▶ **Work required**: Rewrite the lines of the material below as a numbered list, skipping blank lines, and leave the pictures out.

- - - - -

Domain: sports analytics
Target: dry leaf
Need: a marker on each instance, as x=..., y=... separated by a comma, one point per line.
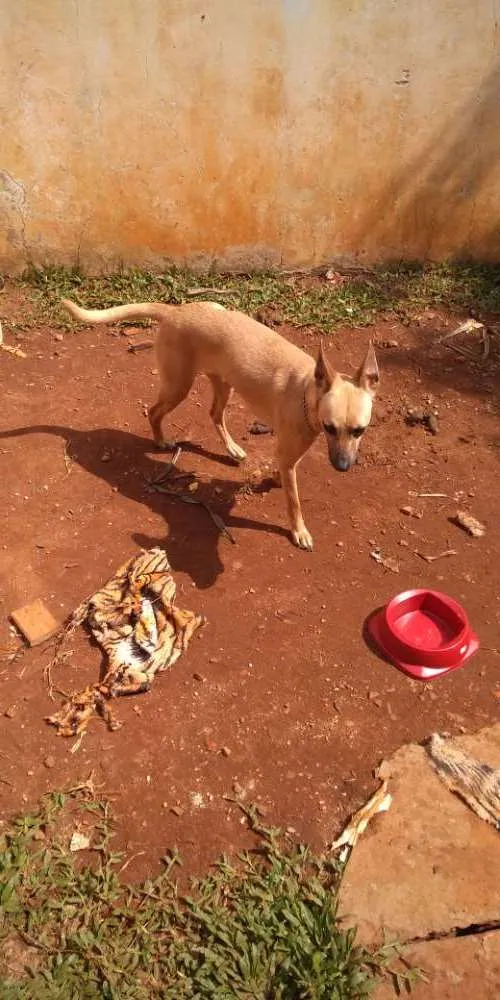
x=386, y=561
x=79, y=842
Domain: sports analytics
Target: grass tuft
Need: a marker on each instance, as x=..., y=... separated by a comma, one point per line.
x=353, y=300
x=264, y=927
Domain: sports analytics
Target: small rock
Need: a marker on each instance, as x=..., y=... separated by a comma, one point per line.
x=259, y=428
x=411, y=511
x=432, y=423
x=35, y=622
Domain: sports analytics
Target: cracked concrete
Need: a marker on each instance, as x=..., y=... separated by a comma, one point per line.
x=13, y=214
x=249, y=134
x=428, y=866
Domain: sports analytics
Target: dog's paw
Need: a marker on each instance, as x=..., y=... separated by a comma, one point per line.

- - - - -

▶ **Written reply**:
1. Domain: sports analytics
2. Target: dry leaf
3. Need: a marker on each instance, as x=..., y=... separated by a comma, one point per line.
4. x=386, y=561
5. x=79, y=842
6. Domain: sports analytics
7. Target: grass tuft
8. Need: a marker on each instance, as x=..., y=... separated by a comma, one point per line.
9. x=353, y=300
10. x=264, y=927
11. Domain: sports analytics
12. Target: small rock
13. Need: a marker on each instance, as x=..., y=... separated by a comma, one point per line.
14. x=259, y=428
15. x=411, y=511
16. x=432, y=423
17. x=35, y=622
18. Domain: sports analytics
19. Target: cracked concrete
20. Need: a marker on each instance, as x=..., y=... separated by a comma, one point per line.
21. x=13, y=214
22. x=249, y=134
23. x=428, y=866
24. Domain: sports analytics
25. Target: dog's paw
26. Need: a marker on each instance, as x=..., y=... separated by a comma, one point per line.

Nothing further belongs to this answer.